## Task objective
Make a verbatim copy of the entries below; pictures stay out.

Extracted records
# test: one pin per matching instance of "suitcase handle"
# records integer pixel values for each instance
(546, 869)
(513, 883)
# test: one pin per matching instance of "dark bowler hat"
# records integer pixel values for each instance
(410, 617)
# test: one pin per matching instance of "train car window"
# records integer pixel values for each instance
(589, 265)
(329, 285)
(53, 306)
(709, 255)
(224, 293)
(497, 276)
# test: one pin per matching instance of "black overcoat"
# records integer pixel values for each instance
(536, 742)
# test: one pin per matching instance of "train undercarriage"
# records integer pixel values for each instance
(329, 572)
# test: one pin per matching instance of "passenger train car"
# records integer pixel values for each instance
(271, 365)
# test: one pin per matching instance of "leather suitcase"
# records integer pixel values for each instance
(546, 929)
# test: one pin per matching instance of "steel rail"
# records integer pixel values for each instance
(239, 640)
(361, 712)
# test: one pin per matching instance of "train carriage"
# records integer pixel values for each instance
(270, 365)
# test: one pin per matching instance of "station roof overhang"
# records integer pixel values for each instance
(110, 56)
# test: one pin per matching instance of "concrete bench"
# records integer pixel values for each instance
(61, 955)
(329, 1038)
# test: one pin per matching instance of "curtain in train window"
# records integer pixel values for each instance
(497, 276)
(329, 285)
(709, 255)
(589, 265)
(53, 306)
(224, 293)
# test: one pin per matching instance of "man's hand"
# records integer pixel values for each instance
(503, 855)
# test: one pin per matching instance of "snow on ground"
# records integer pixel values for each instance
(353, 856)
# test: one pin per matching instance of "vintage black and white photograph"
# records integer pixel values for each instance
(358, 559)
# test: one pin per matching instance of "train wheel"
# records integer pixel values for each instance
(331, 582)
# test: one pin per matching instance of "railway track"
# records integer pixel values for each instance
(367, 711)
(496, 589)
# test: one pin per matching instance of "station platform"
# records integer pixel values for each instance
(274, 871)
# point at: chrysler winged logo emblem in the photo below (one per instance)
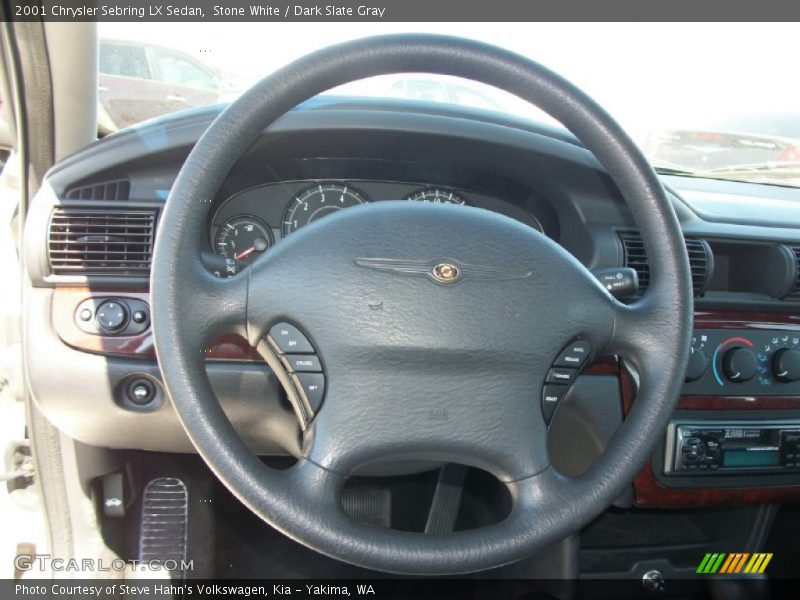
(443, 270)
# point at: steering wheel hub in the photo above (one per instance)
(437, 325)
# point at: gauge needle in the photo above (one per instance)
(244, 253)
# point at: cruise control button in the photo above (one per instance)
(286, 338)
(303, 363)
(312, 385)
(551, 395)
(562, 376)
(574, 355)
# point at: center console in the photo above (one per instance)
(735, 435)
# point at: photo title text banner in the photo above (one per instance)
(402, 10)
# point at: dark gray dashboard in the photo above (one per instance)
(536, 174)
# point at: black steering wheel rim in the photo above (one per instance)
(653, 333)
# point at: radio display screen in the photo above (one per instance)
(751, 458)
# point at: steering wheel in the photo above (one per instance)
(436, 325)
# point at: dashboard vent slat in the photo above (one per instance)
(108, 190)
(795, 293)
(700, 260)
(101, 242)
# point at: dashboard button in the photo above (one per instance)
(697, 364)
(561, 375)
(286, 338)
(312, 385)
(574, 355)
(111, 315)
(303, 363)
(551, 396)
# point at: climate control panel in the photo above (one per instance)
(730, 362)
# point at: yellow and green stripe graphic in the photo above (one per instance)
(734, 562)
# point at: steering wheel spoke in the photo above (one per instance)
(436, 325)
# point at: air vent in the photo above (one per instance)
(700, 260)
(795, 293)
(101, 242)
(109, 190)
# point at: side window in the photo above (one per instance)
(176, 69)
(124, 60)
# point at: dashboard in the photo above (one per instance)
(252, 221)
(89, 240)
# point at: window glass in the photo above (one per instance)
(175, 69)
(125, 60)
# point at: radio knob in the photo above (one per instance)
(697, 364)
(739, 364)
(786, 365)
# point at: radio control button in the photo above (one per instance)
(551, 396)
(561, 375)
(574, 355)
(286, 338)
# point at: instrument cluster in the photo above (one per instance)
(252, 221)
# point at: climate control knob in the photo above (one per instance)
(786, 365)
(739, 364)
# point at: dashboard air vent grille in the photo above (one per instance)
(795, 293)
(109, 190)
(101, 242)
(700, 260)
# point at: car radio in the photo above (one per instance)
(732, 447)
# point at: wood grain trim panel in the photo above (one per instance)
(649, 492)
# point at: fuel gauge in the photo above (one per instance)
(242, 238)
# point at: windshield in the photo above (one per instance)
(704, 100)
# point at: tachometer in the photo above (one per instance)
(242, 238)
(315, 202)
(437, 196)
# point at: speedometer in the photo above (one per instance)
(317, 201)
(437, 196)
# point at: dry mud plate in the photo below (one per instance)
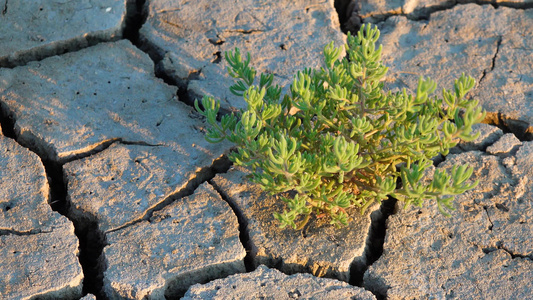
(108, 189)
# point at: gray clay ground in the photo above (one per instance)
(108, 189)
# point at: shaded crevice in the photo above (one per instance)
(424, 13)
(521, 129)
(374, 243)
(136, 15)
(493, 62)
(244, 236)
(220, 165)
(91, 241)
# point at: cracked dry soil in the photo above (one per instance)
(117, 166)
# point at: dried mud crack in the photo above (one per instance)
(244, 236)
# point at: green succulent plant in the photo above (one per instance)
(338, 140)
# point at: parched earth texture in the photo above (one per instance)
(108, 189)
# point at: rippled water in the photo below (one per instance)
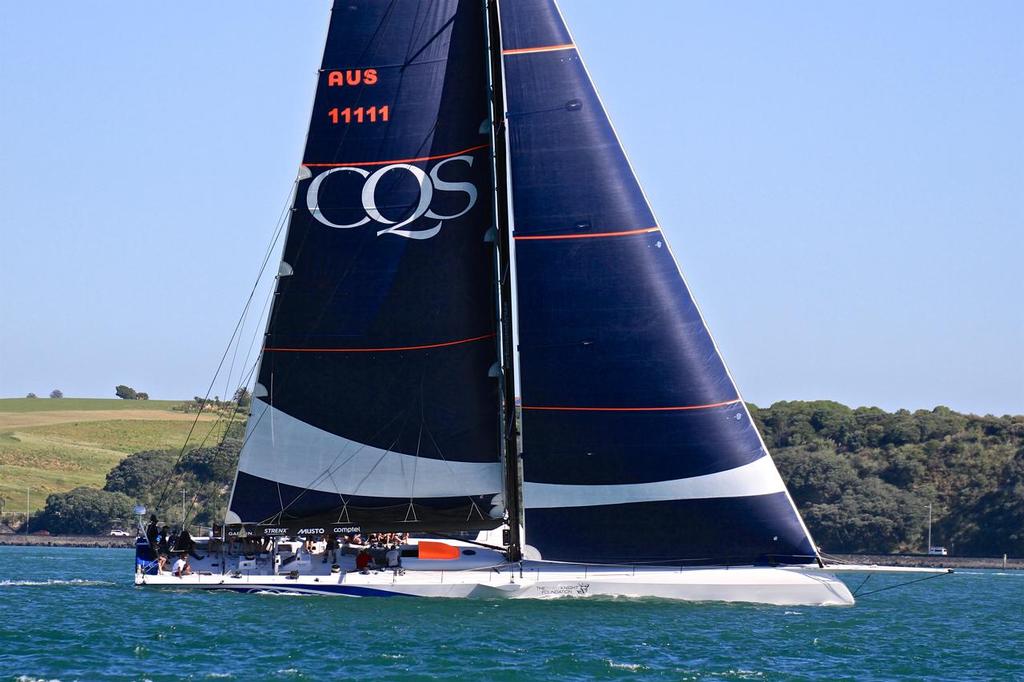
(75, 614)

## Task answer
# test: one pin per matching instance of "suitcase handle"
# records integer pixel values for each instance
(546, 869)
(513, 883)
# test: one pin per matching instance of "dark bowler hat"
# records integer pixel values for each instance
(410, 617)
# test: one pin per matching instance of "train car window"
# records integer pixel values for each instance
(589, 265)
(329, 285)
(53, 306)
(709, 255)
(224, 293)
(497, 276)
# test: one pin per matching instance of "black overcoat"
# records integer pixel values for each instance
(536, 742)
# test: one pin per matching instance of "train undercarriage"
# records integer pixel values for each instance
(329, 572)
# test: one pin per matching instance of "passenger train car"
# records integer pixel values for each instance
(271, 365)
# test: one pin per matching instance of "leather suitcase"
# records integer pixel values for each instance
(546, 929)
# test: one pin per matching instance of "steel rail"
# records integer pixel values for each instance
(239, 640)
(361, 712)
# test: one pin per matching instance of "train carriage"
# records integer pixel values for each instance
(270, 365)
# test: one pin per matching instance of "station roof overhang"
# records integer pixel values for each instance
(110, 56)
# test: one pin per matching instance of "concrete bench"
# records integer pixel values for each instance
(61, 955)
(329, 1038)
# test: one pin per matching instance of "curtain in train window"
# records integer pixel values for each instance
(497, 276)
(329, 285)
(709, 255)
(589, 265)
(53, 306)
(224, 293)
# test: one pin per matching instance of "man's hand"
# records integer pixel values for each instance
(503, 855)
# test: one pin per matching instance of "snow on ground"
# records integer pixel values for each instance
(353, 856)
# test: one pin per matching instance of "vintage black and white photograph"
# records integer pixel values for each instance
(358, 559)
# test: one pin per matching instance of "train wheel"
# records integer pixel values for each instance
(331, 582)
# test: one pin per matching instance of "railway track"
# records integer pixel values for each instance
(367, 711)
(496, 589)
# test: one pin per matching instance of "station platform"
# records integer pixel values for each instance
(274, 871)
# point at: chrysler winged logo emblem in the photo below (one per instance)
(443, 270)
# point at: steering wheel hub in the photo above (one per instance)
(437, 325)
# point at: gauge needle in the photo above (one per instance)
(244, 253)
# point at: cruise control button in the photo above (one per instance)
(286, 338)
(303, 363)
(312, 385)
(551, 395)
(562, 376)
(574, 355)
# point at: center console in the photo above (one per instance)
(735, 435)
# point at: photo title text banner in the photo above (one per instance)
(402, 10)
# point at: dark gray dashboard in the photo above (one per instance)
(536, 174)
# point at: black steering wheel rim in the photo above (one per instance)
(653, 333)
# point at: radio display screen in the photo above (one per instance)
(751, 458)
# point at: steering wheel in the photo above (one per instance)
(436, 325)
# point at: dashboard vent slat in the photo above (one per instance)
(108, 190)
(795, 293)
(700, 260)
(101, 242)
# point at: dashboard button in the photo above (one per instance)
(697, 364)
(561, 375)
(286, 338)
(312, 385)
(574, 355)
(111, 315)
(303, 363)
(551, 396)
# point at: climate control panel in the photo above (one per instance)
(730, 362)
# point at: yellow and green stripe graphic in the photo above (one per instance)
(734, 562)
# point at: steering wheel spoke in the photo above (one per instance)
(436, 325)
# point at: air vent in the photo above (one per instance)
(700, 260)
(795, 293)
(101, 242)
(109, 190)
# point at: side window in the photo above (one per instance)
(176, 69)
(124, 60)
# point at: dashboard in the photo above (one per instance)
(252, 221)
(89, 240)
# point at: window glass in the photo above (one per instance)
(175, 69)
(125, 60)
# point at: radio knob in the photo above (one per instance)
(697, 364)
(739, 364)
(786, 365)
# point at: radio control button in the photo above (one per instance)
(551, 396)
(561, 375)
(574, 355)
(286, 338)
# point at: instrument cluster in the photo above (one per instance)
(252, 221)
# point at: climate control knob in the photo above (one per instance)
(786, 365)
(739, 364)
# point at: dashboard air vent grille in the photo above (one per instance)
(795, 293)
(109, 190)
(101, 242)
(700, 260)
# point at: car radio in the photo above (one per instance)
(732, 447)
# point at: wood grain trim panel in the photo above (one per instance)
(649, 492)
# point at: fuel gauge in the photo above (one per instance)
(242, 238)
# point at: windshield in the photo above (one per instance)
(704, 100)
# point at: tachometer in the photo above (one per instance)
(242, 238)
(315, 202)
(437, 196)
# point at: speedometer in the photo above (one per instance)
(317, 201)
(437, 196)
# point at: dry mud plate in the photo below (one per instance)
(108, 189)
# point at: gray clay ground in the photo above (one per instance)
(108, 189)
# point at: shaded crevice in the photo above (one per instance)
(424, 13)
(521, 129)
(374, 243)
(136, 15)
(493, 62)
(244, 236)
(220, 165)
(91, 241)
# point at: cracked dry soil in the photo above (one per instance)
(117, 166)
# point at: dried mud crack in the photo above (one per instance)
(244, 236)
# point at: green succulent plant in the photo above (one per instance)
(338, 140)
# point at: parched earth texture in the photo above (one per instance)
(108, 189)
# point at: rippled water in the photo below (one per instance)
(75, 614)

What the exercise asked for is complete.